— TASK TO CARRY OUT —
Please copy out the entries until you have copied the line that contains "Target: monk's hand", beginning with the first line.

— Region pointing data —

=====

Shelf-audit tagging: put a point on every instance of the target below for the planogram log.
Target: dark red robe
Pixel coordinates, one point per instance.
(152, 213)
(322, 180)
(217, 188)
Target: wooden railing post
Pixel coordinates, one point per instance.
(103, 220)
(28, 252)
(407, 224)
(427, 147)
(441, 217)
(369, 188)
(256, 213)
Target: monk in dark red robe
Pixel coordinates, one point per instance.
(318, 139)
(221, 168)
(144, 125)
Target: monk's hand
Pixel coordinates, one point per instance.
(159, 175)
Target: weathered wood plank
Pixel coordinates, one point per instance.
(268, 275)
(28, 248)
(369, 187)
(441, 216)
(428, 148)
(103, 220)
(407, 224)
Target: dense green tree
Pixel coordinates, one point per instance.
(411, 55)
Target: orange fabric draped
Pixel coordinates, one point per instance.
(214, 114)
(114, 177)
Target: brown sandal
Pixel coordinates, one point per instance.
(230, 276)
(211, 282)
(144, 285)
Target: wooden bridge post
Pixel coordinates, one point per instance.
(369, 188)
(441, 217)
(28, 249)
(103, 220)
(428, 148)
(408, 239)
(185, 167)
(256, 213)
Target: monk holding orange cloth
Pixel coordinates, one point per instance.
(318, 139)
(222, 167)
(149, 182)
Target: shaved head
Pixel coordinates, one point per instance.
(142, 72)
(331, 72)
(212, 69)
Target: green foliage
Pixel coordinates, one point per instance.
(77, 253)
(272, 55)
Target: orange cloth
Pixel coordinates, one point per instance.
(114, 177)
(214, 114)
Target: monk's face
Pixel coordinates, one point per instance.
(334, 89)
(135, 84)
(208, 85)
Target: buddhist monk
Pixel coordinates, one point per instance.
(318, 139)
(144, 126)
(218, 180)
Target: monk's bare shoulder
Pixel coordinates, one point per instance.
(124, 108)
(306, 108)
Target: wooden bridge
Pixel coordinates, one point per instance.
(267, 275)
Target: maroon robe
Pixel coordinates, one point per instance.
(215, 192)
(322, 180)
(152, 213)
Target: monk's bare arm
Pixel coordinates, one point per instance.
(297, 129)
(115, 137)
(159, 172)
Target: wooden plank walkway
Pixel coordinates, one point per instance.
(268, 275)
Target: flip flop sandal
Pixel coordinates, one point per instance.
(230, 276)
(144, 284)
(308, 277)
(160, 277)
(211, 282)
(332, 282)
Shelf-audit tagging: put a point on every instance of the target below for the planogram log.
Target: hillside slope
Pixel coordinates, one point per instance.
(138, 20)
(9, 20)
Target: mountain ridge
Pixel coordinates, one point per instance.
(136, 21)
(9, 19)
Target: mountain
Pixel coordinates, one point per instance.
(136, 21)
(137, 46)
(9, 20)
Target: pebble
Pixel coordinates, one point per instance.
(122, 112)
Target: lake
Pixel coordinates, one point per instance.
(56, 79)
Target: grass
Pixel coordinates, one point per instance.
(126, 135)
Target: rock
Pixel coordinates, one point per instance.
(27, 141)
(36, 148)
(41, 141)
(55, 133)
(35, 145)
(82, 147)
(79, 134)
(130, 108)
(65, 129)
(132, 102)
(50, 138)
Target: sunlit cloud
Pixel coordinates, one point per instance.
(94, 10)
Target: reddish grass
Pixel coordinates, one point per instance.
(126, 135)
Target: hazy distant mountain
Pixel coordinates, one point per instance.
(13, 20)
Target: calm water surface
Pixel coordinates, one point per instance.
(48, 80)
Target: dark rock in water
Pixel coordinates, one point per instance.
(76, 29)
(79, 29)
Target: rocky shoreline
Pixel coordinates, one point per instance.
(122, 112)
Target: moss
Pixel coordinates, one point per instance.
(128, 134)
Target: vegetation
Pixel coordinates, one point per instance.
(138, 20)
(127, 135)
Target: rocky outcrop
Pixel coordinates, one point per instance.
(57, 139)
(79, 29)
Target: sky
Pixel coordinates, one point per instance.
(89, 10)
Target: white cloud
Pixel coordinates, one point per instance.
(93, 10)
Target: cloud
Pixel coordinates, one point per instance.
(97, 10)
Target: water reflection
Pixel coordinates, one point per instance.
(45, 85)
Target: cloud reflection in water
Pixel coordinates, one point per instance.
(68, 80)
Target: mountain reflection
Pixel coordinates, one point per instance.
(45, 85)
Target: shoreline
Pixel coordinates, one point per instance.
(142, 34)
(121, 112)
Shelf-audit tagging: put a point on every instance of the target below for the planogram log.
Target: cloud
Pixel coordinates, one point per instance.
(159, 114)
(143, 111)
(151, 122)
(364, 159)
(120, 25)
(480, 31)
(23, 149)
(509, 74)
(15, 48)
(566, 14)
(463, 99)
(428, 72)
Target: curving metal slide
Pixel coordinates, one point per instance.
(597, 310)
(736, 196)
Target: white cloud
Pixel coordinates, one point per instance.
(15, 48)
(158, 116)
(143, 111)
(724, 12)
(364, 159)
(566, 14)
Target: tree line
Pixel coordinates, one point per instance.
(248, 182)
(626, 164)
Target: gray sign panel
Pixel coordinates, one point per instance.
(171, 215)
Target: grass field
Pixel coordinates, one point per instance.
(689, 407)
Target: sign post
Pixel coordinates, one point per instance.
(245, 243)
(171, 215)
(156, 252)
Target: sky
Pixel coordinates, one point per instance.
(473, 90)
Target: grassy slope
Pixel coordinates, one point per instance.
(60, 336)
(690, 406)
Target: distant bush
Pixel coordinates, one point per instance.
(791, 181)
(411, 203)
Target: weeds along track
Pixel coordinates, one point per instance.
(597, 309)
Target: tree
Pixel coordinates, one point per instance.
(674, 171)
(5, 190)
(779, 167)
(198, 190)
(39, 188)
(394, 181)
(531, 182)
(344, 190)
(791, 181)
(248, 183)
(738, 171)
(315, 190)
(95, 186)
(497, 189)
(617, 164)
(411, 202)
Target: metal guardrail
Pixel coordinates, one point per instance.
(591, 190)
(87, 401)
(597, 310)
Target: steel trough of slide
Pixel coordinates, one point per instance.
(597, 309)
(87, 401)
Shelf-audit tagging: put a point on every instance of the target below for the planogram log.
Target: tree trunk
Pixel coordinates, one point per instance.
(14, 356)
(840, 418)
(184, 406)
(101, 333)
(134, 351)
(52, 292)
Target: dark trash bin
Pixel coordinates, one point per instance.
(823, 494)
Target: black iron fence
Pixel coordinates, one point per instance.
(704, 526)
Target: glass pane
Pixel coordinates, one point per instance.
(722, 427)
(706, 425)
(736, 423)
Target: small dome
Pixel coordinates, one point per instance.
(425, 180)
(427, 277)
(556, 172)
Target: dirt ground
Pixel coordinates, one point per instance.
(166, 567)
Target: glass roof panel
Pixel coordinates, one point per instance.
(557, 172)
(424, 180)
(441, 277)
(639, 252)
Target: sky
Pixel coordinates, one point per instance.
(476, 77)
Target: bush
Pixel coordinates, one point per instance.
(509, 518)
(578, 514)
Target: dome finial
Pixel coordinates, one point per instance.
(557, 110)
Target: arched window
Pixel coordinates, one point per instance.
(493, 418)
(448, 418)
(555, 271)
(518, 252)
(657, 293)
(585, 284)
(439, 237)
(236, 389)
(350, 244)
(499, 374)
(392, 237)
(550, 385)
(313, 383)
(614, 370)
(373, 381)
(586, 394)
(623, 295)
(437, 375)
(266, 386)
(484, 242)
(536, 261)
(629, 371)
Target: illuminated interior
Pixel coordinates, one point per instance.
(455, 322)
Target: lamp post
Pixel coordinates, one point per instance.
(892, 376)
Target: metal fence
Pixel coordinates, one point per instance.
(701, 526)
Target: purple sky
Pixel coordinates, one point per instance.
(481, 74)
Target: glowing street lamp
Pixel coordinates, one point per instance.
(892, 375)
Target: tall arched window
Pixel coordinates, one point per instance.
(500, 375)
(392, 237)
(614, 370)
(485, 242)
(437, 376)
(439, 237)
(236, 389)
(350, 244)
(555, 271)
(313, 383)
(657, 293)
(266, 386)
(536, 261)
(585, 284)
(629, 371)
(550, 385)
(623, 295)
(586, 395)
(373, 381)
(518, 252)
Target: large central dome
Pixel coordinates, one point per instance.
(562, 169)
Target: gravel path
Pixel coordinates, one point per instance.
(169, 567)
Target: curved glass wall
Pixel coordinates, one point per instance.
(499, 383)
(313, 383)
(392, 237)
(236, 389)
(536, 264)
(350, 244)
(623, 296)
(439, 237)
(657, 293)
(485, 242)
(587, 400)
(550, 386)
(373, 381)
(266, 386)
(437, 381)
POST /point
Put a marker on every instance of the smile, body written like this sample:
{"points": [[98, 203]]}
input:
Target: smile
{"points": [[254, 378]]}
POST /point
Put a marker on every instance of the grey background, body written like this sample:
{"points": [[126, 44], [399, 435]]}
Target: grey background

=====

— TASK SOLUTION —
Shelf-audit tagging: put a point on every instance of the target below for the planogram log.
Target: dark red robe
Pixel coordinates, one point per instance.
(152, 213)
(322, 180)
(217, 188)
Target: wooden railing post
Pixel coordinates, one point per instance.
(103, 220)
(28, 252)
(407, 224)
(427, 147)
(441, 217)
(369, 188)
(256, 213)
Target: monk in dark red robe
Pixel coordinates, one point per instance.
(318, 139)
(221, 168)
(144, 125)
Target: monk's hand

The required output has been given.